Fragmento de página –
○ ○ ○ ○ ○ ○ ○
Los dueños de talleres y modestas fábricas, más próximas al Antiguo Régimen que a la industria contemporánea (maestros artesanos con taller abierto) así como algunos empleados cualificados, formarían parte de las clases medias, si bien en los límites inferiores. Situados dentro de una numerosa población activa del sector secundario, no son fácilmente cuantificables porque salvo en 1797, que señala cerca de 118.000 maestros dentro de los fabricantes, los censos de 1860 y 1877 no diferencian entre propietarios y asalariados.

Queda, por último, aludir al grupo más numeroso de las clases medias en el mundo rural: los medianos labradores, que cultivaban tierras en propiedad o arrendamiento.
○ ○ ○ ○ ○ ○ ○
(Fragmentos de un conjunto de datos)
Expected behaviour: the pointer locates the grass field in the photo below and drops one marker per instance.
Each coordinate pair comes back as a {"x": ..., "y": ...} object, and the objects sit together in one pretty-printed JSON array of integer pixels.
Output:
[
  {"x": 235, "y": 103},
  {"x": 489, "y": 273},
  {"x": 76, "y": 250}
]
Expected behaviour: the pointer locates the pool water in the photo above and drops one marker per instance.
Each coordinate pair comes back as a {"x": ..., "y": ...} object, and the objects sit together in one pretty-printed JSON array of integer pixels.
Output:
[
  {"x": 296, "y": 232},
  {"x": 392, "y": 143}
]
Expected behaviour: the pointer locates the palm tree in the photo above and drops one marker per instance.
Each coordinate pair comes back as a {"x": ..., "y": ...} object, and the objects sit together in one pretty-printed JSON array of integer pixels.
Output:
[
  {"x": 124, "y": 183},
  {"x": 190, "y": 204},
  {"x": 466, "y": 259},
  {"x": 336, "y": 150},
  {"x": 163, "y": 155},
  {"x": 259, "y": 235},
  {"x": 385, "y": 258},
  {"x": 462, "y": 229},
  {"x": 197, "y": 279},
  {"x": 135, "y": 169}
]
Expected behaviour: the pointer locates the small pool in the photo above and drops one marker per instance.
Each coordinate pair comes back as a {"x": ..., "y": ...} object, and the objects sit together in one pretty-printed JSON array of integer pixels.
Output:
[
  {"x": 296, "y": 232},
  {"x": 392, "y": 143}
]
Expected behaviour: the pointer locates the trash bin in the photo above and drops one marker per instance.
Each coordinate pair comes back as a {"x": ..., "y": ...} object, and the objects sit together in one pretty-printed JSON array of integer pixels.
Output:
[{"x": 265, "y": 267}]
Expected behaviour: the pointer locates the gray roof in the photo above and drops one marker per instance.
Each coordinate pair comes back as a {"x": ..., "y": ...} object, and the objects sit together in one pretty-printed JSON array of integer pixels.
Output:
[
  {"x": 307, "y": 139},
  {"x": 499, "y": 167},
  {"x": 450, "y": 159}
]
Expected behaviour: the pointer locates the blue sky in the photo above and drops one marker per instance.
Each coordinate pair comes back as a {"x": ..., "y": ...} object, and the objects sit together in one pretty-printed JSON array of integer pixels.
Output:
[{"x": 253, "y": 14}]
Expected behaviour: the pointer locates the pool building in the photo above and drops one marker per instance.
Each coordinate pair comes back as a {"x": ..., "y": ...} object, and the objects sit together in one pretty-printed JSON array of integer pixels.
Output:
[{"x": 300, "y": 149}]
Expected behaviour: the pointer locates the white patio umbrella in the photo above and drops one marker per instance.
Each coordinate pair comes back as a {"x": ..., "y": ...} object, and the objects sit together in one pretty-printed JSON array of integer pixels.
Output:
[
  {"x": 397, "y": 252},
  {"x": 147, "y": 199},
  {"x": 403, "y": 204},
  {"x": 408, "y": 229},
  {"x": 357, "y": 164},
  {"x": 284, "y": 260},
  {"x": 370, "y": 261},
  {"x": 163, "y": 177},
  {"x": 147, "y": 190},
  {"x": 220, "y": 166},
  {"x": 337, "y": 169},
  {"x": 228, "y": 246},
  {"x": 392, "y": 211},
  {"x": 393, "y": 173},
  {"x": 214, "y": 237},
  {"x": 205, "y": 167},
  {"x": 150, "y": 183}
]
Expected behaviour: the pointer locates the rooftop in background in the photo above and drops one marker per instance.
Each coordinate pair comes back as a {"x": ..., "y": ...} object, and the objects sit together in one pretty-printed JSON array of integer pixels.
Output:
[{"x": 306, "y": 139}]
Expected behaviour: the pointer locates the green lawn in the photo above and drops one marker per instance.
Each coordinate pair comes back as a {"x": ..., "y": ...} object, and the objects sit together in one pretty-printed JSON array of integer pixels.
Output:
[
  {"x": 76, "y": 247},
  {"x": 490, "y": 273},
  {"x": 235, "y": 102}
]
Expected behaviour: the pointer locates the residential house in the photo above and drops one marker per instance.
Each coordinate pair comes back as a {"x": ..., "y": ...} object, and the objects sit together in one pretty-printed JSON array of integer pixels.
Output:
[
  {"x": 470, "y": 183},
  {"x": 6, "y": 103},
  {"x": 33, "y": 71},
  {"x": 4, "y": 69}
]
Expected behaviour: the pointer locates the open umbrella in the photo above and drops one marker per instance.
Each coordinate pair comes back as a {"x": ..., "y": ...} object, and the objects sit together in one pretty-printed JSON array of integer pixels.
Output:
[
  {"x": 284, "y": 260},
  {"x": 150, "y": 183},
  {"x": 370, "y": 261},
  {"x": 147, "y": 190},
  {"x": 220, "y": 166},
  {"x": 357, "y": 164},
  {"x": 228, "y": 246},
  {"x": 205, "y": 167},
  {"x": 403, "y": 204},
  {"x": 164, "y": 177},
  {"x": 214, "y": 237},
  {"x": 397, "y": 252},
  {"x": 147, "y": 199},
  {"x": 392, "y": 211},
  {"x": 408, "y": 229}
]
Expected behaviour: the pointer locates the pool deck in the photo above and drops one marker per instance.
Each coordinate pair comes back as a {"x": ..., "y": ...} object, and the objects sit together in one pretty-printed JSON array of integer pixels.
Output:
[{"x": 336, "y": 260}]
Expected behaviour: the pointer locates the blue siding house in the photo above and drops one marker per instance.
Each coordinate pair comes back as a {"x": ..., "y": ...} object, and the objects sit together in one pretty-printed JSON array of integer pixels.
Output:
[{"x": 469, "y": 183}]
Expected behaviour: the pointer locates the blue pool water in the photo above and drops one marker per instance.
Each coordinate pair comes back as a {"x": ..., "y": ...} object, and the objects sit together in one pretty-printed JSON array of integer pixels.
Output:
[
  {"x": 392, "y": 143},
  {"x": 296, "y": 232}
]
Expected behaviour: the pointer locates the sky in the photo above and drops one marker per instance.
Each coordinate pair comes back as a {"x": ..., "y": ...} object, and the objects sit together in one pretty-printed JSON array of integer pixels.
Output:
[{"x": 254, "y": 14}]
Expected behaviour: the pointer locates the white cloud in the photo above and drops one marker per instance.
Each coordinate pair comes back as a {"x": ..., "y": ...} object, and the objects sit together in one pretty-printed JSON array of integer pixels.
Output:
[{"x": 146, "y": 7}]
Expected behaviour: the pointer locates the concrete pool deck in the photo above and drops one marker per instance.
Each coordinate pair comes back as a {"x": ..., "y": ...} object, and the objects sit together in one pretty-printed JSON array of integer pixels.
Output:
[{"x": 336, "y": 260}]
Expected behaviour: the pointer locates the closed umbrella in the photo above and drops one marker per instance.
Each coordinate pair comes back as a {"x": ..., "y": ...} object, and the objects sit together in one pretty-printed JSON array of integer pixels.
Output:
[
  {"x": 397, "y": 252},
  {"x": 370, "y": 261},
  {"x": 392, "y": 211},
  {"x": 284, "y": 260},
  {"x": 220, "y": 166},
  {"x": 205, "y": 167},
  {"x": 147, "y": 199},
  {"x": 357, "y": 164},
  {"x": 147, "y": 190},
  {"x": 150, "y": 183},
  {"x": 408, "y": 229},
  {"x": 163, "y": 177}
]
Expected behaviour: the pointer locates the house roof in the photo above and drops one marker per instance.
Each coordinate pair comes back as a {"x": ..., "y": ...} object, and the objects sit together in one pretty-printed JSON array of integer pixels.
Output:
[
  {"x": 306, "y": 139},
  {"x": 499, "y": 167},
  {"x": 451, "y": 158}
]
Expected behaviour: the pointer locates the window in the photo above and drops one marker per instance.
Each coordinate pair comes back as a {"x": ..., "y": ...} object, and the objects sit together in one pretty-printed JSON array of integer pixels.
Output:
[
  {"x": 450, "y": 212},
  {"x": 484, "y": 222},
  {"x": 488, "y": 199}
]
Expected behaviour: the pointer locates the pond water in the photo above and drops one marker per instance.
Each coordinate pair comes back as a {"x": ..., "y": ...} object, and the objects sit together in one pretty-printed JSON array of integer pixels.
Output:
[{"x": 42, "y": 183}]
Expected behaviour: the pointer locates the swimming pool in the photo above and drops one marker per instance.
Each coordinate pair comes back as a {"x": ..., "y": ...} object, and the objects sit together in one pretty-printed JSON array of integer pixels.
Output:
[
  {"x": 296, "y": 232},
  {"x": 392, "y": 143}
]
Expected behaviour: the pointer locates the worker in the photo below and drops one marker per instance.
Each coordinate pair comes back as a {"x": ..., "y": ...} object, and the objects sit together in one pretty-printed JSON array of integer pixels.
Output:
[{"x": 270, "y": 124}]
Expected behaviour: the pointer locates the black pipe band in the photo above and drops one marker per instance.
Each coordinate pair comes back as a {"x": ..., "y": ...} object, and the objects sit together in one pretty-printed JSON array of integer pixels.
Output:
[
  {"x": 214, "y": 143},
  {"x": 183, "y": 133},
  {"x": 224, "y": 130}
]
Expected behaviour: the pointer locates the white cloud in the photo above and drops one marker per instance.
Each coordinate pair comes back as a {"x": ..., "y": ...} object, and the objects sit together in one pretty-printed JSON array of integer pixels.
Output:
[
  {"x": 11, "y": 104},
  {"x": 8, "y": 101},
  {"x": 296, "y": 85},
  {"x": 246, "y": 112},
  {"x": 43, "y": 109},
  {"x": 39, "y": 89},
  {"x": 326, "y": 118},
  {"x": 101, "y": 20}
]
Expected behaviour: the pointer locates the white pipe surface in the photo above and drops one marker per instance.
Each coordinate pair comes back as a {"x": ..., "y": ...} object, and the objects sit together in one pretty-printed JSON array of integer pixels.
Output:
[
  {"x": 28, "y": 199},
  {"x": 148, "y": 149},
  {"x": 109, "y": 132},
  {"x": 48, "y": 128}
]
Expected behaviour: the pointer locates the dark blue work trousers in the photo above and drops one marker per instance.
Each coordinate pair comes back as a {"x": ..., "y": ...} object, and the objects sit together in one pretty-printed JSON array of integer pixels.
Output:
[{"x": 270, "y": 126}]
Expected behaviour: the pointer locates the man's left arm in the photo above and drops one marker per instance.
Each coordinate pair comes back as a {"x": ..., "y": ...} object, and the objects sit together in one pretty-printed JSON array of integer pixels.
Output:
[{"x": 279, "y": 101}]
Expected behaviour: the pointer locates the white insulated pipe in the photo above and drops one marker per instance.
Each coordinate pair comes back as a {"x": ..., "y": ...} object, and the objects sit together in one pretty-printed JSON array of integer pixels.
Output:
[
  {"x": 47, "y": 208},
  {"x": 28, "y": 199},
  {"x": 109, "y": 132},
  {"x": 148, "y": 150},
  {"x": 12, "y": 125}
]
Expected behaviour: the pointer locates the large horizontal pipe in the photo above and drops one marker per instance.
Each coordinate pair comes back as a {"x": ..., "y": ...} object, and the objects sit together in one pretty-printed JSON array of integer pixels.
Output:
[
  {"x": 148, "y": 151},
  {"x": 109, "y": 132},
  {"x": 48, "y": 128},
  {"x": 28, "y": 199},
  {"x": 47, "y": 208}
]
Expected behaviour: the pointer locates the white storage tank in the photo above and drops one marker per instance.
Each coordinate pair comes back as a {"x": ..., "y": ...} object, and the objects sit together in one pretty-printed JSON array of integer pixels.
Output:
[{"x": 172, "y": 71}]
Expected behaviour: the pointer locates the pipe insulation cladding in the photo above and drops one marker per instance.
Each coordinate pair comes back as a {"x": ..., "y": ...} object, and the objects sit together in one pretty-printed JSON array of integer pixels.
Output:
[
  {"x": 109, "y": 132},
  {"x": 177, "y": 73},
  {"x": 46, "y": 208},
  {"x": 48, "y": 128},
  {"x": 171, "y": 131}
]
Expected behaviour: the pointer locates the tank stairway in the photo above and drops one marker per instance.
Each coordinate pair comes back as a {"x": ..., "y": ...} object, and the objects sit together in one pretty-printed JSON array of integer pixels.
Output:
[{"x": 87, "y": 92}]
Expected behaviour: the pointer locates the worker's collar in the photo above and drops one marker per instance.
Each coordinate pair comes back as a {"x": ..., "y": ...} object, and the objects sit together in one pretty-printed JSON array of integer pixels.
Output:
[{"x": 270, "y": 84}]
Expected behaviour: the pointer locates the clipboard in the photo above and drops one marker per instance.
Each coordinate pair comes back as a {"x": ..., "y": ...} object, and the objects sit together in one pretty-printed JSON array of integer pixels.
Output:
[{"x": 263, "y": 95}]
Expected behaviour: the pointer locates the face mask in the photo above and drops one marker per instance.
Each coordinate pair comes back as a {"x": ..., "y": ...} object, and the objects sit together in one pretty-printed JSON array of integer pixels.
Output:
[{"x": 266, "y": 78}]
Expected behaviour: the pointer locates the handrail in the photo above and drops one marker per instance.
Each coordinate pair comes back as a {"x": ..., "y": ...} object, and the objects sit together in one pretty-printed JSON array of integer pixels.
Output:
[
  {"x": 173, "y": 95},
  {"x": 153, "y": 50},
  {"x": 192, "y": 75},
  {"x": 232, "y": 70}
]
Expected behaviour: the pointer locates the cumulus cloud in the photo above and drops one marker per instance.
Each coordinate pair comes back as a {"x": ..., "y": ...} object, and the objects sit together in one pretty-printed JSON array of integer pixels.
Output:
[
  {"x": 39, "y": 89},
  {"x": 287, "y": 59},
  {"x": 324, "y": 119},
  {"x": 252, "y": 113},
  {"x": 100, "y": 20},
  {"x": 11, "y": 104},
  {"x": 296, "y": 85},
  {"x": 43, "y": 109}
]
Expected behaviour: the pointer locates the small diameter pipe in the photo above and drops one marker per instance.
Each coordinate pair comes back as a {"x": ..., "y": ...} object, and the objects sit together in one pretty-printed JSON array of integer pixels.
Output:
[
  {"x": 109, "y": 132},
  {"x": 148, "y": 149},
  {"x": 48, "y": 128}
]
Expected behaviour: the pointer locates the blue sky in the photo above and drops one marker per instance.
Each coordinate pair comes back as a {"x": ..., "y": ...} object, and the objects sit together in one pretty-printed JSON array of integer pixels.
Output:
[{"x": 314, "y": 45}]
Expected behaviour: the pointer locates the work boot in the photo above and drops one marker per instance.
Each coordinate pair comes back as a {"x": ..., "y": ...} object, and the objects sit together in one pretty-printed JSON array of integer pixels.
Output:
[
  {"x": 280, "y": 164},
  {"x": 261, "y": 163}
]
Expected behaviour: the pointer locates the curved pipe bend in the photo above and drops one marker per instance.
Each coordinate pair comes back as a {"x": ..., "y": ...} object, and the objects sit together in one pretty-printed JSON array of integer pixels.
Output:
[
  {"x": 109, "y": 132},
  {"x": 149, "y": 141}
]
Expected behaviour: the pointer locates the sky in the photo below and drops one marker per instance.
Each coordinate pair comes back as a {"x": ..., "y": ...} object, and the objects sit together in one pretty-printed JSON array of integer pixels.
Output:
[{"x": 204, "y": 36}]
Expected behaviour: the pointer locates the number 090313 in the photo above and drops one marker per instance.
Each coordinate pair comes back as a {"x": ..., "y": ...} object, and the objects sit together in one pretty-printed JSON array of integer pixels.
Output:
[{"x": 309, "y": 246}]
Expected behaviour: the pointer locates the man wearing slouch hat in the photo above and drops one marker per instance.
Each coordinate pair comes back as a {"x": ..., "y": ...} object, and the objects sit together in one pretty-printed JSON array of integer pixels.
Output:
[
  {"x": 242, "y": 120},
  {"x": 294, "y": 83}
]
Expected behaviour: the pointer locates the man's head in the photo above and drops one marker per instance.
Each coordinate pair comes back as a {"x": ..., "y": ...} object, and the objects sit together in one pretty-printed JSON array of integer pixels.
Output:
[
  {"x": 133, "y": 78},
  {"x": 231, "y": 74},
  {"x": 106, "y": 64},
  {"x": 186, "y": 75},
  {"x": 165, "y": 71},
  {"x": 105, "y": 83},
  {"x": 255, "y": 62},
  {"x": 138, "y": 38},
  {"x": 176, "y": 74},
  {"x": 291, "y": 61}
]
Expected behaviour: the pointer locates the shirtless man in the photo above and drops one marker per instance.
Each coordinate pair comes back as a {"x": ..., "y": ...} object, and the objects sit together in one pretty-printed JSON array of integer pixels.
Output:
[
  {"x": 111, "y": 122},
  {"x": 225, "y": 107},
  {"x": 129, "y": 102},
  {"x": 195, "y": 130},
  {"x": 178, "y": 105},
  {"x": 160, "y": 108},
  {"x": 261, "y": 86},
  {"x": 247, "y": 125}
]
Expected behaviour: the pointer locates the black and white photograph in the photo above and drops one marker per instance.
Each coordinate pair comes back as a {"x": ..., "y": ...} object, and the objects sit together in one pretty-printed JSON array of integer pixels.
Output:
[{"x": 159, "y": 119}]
○ ○ ○ ○ ○ ○ ○
Objetivo del ejercicio – Repite palabra por palabra el texto completo sobre las clases medias. Los registros no tienen ningún papel aquí.

Resultado del ejercicio –
Los dueños de talleres y modestas fábricas, más próximas al Antiguo Régimen que a la industria contemporánea (maestros artesanos con taller abierto) así como algunos empleados cualificados, formarían parte de las clases medias, si bien en los límites inferiores. Situados dentro de una numerosa población activa del sector secundario, no son fácilmente cuantificables porque salvo en 1797, que señala cerca de 118.000 maestros dentro de los fabricantes, los censos de 1860 y 1877 no diferencian entre propietarios y asalariados.

Queda, por último, aludir al grupo más numeroso de las clases medias en el mundo rural: los medianos labradores, que cultivaban tierras en propiedad o arrendamiento.